--- Begin Items ---

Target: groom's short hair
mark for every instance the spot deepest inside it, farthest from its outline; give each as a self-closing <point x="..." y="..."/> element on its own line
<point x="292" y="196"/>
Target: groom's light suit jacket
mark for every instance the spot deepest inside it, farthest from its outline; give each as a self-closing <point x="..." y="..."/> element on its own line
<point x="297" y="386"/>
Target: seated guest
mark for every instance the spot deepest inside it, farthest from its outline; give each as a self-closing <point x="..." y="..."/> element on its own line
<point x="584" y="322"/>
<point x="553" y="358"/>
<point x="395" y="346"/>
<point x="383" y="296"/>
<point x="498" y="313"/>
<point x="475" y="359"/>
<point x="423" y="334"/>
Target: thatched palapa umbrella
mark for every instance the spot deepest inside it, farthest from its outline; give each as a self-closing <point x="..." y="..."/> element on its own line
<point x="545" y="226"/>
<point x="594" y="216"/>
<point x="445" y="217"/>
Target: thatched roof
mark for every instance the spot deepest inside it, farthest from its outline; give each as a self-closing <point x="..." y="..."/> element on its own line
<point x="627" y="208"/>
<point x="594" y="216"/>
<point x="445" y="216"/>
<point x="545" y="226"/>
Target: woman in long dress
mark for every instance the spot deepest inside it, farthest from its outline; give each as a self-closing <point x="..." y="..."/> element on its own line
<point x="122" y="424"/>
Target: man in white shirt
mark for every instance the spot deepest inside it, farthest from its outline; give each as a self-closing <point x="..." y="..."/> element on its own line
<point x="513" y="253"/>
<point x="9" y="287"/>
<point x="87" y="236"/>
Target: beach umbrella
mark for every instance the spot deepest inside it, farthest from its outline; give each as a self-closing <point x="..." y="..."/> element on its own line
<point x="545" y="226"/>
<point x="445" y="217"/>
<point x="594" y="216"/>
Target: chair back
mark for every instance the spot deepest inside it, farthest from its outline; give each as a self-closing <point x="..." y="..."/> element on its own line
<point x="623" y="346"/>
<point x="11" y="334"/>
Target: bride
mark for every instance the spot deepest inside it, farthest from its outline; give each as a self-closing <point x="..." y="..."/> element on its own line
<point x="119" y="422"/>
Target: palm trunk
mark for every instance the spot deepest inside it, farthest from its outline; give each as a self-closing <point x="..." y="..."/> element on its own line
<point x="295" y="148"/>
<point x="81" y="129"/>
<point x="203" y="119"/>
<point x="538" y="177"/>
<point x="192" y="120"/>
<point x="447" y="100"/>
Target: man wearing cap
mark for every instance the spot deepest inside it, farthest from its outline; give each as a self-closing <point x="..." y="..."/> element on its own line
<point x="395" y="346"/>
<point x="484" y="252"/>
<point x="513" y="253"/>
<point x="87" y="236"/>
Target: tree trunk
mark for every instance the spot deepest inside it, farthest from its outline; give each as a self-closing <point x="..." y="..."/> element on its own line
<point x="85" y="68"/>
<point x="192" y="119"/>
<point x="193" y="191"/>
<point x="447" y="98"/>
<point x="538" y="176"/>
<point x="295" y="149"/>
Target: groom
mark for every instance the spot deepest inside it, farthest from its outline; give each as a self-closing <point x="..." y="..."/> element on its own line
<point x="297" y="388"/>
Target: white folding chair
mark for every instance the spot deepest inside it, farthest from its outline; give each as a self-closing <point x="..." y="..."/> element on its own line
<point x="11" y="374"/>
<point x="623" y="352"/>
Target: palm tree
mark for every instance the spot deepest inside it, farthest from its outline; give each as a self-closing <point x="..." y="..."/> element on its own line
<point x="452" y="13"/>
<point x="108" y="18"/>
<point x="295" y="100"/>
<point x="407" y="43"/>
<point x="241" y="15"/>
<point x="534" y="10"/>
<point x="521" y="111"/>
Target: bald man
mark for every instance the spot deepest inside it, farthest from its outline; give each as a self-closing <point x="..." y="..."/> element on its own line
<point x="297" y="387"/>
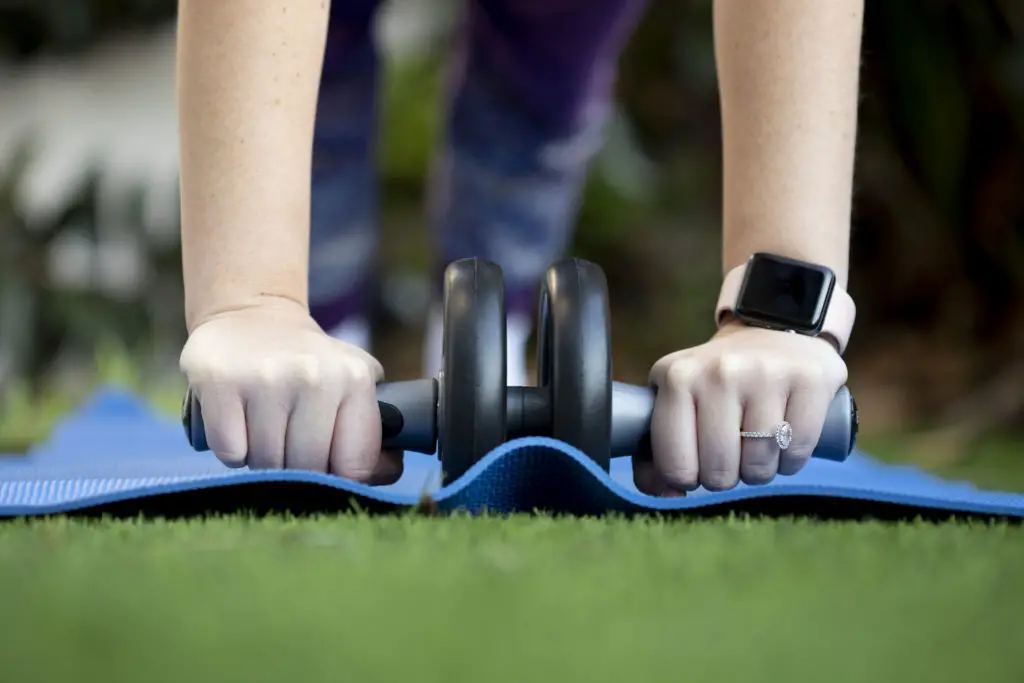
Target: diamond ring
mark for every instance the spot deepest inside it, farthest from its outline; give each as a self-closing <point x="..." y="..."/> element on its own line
<point x="782" y="435"/>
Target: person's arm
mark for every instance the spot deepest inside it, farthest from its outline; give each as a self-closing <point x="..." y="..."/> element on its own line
<point x="788" y="80"/>
<point x="248" y="73"/>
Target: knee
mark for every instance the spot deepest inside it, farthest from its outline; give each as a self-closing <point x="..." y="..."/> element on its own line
<point x="557" y="59"/>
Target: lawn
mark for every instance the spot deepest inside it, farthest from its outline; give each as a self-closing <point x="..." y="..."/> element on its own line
<point x="520" y="599"/>
<point x="354" y="598"/>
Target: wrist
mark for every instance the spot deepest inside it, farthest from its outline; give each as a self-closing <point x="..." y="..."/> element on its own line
<point x="785" y="295"/>
<point x="198" y="315"/>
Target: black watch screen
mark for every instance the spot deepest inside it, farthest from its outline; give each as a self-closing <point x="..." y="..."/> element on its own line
<point x="784" y="294"/>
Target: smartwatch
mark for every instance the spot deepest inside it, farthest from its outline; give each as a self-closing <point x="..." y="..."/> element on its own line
<point x="779" y="293"/>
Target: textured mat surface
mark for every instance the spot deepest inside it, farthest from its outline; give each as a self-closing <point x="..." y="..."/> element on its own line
<point x="115" y="456"/>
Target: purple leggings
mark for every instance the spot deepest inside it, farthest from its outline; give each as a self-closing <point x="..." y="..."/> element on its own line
<point x="531" y="88"/>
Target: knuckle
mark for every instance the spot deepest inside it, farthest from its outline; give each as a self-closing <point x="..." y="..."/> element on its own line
<point x="729" y="369"/>
<point x="360" y="376"/>
<point x="681" y="374"/>
<point x="305" y="370"/>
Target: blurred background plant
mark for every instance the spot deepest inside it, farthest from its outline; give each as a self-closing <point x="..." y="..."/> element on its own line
<point x="88" y="216"/>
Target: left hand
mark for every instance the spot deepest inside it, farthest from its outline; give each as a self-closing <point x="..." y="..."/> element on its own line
<point x="743" y="379"/>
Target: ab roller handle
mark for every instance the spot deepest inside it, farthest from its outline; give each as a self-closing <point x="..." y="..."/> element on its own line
<point x="410" y="418"/>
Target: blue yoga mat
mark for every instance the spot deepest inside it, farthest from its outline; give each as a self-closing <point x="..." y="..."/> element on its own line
<point x="115" y="456"/>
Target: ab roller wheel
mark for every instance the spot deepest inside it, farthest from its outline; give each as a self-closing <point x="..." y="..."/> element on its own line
<point x="468" y="410"/>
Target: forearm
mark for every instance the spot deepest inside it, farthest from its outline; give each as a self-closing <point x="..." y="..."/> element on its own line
<point x="788" y="81"/>
<point x="248" y="74"/>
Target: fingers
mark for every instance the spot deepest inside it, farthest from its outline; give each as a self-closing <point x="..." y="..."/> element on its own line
<point x="759" y="457"/>
<point x="355" y="446"/>
<point x="753" y="380"/>
<point x="224" y="419"/>
<point x="674" y="442"/>
<point x="310" y="429"/>
<point x="806" y="412"/>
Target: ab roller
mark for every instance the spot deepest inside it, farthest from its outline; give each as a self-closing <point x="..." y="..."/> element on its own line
<point x="468" y="410"/>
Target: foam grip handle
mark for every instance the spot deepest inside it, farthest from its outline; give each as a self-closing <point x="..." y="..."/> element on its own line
<point x="409" y="417"/>
<point x="632" y="408"/>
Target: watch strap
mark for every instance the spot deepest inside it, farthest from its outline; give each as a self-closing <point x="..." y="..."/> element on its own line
<point x="839" y="318"/>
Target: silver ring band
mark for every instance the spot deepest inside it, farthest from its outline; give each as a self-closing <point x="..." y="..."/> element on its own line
<point x="782" y="435"/>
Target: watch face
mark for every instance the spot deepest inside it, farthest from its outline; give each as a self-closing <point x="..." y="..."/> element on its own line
<point x="783" y="293"/>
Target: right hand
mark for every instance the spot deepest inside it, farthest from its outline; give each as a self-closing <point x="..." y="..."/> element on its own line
<point x="278" y="392"/>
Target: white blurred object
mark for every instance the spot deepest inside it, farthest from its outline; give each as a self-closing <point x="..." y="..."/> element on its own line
<point x="111" y="111"/>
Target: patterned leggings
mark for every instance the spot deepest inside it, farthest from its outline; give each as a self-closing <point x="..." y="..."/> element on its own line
<point x="531" y="89"/>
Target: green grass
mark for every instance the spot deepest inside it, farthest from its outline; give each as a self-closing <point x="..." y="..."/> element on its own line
<point x="358" y="599"/>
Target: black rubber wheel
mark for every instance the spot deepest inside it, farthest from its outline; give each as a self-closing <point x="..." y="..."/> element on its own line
<point x="574" y="356"/>
<point x="471" y="407"/>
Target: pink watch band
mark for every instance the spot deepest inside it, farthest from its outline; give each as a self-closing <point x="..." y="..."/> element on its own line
<point x="839" y="318"/>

--- End Items ---

## Problem description
Give back exactly the lines from the one containing "Target: patterned leggings" to the end of the material, both ends included.

## Reply
Target: patterned leggings
mark for every instance the spot deepest inside it, farthest from its outline; give each as a self-closing <point x="..." y="..."/> element on its own line
<point x="531" y="89"/>
Target: green grass
mark for every instance the spot deepest inside it, farthest from its outline; give each as a self-closing <point x="..." y="..."/> element on its own line
<point x="358" y="599"/>
Target: black rubber wheel
mark for every instance the spot deepest inside it, farthest from its outline; give each as a self-closing <point x="..." y="..."/> element on its own line
<point x="574" y="356"/>
<point x="471" y="407"/>
Target: pink watch band
mark for every instance the spot deepest inside it, farthest from its outline; give each as a self-closing <point x="..." y="..."/> element on its own line
<point x="839" y="318"/>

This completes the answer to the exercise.